_EXERCISE REQUIREMENTS:_ Show each line from the items below that contains the word "platform", copying every such line in full.

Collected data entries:
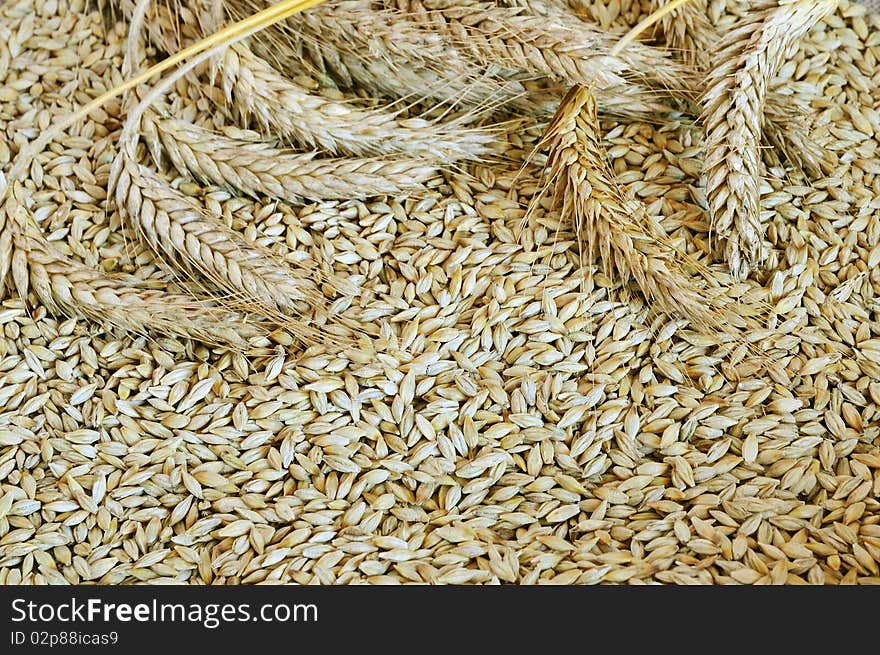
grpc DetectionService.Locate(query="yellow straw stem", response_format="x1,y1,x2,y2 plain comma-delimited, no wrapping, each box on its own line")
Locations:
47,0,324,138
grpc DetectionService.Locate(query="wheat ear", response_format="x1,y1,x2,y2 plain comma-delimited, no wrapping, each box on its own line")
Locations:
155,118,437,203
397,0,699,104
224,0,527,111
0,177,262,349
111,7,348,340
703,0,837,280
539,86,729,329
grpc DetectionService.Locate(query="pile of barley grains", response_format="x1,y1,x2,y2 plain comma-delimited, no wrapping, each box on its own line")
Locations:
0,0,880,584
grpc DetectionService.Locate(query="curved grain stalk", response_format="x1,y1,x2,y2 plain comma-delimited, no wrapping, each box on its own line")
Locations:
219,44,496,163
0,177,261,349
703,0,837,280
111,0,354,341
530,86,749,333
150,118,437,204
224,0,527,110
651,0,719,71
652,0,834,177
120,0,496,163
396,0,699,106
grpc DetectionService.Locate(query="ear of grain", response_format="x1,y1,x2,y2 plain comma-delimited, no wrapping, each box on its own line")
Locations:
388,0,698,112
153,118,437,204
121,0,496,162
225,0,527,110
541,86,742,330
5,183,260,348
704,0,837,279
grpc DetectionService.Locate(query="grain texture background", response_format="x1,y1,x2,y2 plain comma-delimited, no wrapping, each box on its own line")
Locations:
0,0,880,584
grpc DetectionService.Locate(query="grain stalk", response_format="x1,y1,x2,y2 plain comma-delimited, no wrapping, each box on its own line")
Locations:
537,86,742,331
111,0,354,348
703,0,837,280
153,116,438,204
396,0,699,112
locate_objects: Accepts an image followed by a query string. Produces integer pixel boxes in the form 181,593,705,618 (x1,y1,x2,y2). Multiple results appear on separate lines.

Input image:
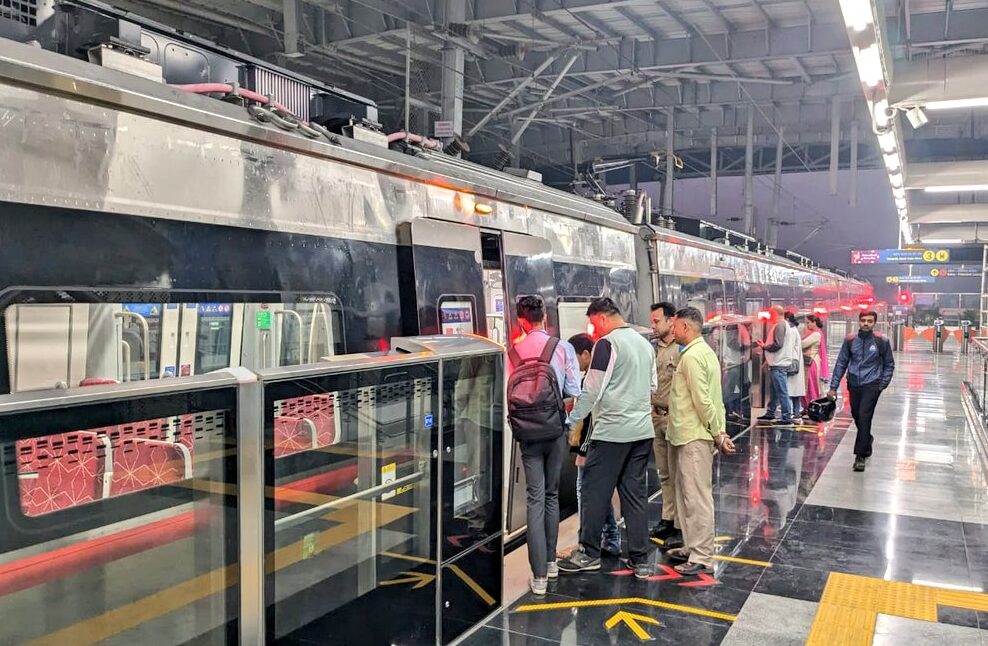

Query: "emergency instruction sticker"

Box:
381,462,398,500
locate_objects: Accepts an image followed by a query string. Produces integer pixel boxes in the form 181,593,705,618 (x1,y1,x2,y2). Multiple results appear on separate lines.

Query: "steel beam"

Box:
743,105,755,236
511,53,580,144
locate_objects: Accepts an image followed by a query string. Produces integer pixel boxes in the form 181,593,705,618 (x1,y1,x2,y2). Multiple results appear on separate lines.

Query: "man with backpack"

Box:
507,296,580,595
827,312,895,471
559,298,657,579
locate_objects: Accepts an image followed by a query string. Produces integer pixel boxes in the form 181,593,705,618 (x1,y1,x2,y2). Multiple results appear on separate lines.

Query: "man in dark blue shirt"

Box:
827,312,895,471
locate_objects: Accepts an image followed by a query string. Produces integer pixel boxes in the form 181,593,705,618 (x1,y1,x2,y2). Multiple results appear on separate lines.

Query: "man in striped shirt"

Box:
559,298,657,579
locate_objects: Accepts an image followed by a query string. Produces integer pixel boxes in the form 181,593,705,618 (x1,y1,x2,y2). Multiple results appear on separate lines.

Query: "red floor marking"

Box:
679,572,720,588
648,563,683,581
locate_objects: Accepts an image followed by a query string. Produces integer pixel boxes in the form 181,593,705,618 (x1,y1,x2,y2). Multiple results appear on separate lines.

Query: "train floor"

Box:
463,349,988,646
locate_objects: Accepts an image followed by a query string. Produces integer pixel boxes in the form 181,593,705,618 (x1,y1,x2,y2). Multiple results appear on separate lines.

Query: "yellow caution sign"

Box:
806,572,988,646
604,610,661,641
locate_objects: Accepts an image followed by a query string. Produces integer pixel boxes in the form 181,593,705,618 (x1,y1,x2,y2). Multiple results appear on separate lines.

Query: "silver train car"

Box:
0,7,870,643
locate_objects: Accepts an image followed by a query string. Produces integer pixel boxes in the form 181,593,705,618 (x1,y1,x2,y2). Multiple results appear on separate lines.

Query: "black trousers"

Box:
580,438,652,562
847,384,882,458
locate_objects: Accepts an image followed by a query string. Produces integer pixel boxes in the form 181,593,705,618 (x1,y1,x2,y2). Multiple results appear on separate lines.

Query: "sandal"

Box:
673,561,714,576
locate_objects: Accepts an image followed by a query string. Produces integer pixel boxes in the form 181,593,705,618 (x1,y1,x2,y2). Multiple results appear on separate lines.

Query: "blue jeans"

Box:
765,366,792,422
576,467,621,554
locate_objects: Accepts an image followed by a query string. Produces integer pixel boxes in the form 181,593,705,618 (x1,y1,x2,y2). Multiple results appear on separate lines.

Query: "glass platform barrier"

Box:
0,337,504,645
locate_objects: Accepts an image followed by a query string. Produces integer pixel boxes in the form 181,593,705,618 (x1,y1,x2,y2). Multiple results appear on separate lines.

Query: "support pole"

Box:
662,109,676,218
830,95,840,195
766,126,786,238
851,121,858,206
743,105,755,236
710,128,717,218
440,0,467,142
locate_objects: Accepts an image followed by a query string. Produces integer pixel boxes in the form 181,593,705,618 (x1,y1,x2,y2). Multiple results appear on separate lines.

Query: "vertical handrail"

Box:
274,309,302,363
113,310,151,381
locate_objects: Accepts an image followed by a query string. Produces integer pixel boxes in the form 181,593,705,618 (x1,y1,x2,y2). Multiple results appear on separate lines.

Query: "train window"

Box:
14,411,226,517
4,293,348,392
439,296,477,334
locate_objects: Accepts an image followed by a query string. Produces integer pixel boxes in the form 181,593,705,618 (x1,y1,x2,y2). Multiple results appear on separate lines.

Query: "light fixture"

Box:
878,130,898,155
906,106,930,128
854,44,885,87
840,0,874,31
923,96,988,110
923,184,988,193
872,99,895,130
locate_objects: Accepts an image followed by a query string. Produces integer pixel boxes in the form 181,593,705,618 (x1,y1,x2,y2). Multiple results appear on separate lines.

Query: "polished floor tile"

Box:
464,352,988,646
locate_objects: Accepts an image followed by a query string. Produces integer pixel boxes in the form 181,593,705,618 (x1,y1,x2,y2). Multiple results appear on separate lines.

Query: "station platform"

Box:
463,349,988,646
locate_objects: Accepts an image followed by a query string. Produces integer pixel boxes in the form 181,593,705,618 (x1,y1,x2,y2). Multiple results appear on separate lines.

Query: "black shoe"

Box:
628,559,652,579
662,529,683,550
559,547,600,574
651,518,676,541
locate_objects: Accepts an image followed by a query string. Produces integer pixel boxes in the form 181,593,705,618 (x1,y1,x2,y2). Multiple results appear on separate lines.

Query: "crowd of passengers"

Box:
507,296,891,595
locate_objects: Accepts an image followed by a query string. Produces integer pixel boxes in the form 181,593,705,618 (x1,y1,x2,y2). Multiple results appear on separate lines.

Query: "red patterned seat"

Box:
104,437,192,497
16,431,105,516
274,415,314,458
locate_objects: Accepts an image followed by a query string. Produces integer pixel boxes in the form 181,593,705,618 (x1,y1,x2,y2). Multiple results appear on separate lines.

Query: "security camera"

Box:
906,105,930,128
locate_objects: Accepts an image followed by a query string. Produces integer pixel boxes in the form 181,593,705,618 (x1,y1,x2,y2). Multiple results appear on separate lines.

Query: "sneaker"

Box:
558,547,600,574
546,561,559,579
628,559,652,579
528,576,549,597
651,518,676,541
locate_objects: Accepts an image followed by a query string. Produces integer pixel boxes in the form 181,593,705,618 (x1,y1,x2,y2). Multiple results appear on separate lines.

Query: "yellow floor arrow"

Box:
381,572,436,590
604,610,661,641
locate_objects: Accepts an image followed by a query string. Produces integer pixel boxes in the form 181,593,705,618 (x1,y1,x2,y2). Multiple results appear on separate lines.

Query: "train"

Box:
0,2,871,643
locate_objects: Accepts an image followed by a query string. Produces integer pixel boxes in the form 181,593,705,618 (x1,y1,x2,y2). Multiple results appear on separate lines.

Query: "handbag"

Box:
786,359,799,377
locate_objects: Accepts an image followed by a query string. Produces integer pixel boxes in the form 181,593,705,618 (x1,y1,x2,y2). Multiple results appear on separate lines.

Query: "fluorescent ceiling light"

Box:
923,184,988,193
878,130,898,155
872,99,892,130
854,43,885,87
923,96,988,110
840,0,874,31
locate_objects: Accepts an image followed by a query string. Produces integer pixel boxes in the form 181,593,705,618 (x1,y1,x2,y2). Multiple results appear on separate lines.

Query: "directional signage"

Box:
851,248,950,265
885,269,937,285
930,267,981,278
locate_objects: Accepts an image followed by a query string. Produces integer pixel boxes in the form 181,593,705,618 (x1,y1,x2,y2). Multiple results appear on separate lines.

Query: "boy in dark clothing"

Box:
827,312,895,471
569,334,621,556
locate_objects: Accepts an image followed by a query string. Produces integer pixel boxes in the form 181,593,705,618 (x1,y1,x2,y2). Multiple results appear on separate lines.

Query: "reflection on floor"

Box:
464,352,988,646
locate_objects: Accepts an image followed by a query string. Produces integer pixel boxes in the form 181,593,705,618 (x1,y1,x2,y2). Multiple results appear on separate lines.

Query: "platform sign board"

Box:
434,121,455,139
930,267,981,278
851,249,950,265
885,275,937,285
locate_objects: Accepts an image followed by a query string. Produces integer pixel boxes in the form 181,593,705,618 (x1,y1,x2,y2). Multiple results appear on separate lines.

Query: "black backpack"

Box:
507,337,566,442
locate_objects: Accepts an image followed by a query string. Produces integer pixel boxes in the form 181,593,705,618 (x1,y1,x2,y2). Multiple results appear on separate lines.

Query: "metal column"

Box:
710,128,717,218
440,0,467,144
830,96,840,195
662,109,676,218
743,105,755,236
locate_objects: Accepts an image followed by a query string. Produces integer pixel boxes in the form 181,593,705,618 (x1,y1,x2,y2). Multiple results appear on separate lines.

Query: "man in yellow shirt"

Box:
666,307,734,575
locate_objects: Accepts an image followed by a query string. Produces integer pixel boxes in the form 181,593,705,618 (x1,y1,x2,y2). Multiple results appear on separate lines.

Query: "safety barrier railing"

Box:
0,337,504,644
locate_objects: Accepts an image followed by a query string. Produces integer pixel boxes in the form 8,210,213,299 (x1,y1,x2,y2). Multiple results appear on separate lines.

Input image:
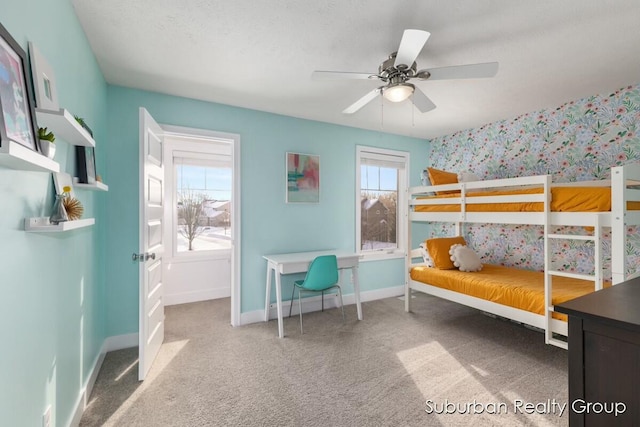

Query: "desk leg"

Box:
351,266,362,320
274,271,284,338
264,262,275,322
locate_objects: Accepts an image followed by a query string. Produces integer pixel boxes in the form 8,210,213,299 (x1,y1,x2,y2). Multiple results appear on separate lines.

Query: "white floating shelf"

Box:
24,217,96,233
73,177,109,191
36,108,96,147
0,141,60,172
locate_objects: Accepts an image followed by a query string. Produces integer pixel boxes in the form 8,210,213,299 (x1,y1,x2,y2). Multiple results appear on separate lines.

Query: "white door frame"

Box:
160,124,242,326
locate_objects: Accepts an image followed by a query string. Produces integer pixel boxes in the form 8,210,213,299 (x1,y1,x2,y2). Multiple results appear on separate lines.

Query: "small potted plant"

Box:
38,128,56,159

_RESPONSE FOR THIS EXERCISE:_
Query: "glass platform barrier"
Query: "station platform"
Query: "platform sign board"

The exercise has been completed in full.